----- 文档片段

如果你想深刻理解ASP.NET Core请求处理管道,可以试着写一个自定义的Server


我们在上面对ASP.NET Core默认提供的具有跨平台能力的KestrelServer进行了详细介绍(《聊聊ASP.NET Core默认提供的这个跨平台的服务器——KestrelServer》),为了让读者朋友们对管道中的Server具有更加深刻的认识,接下来我们采用实例演示的形式创建一个自定义的Server。这个自定义的Server直接利用HttpListener来完成针对请求的监听、接收和响应,我们将其命名为HttpListenerServer。在正式介绍HttpListenerServer的设计和实现之前,我们先来显示一下如何将它应用到 一个具体的Web应用中。

一、HttpListenerServer的使用

我们依然采用最简单的Hello World应用来演示针对HttpListenerServer的应用,所以我们在Startup类的Configure方法中编写如下的程序直接响应一个“Hello World”字符串。

   1: public class Startup
   2: {
   3:     public void Configure(IApplicationBuilder app)

----------
----- 数据摘录

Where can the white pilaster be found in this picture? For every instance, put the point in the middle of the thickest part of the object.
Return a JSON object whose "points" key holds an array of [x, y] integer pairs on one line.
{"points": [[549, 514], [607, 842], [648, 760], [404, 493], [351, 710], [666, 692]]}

----------

▶ _任务要求_
在讲ASP.NET Core自定义Server的那篇文章里,这个自定义的Server直接利用什么来完成请求的监听、接收和响应?

▶ _本题答案_
HttpListener。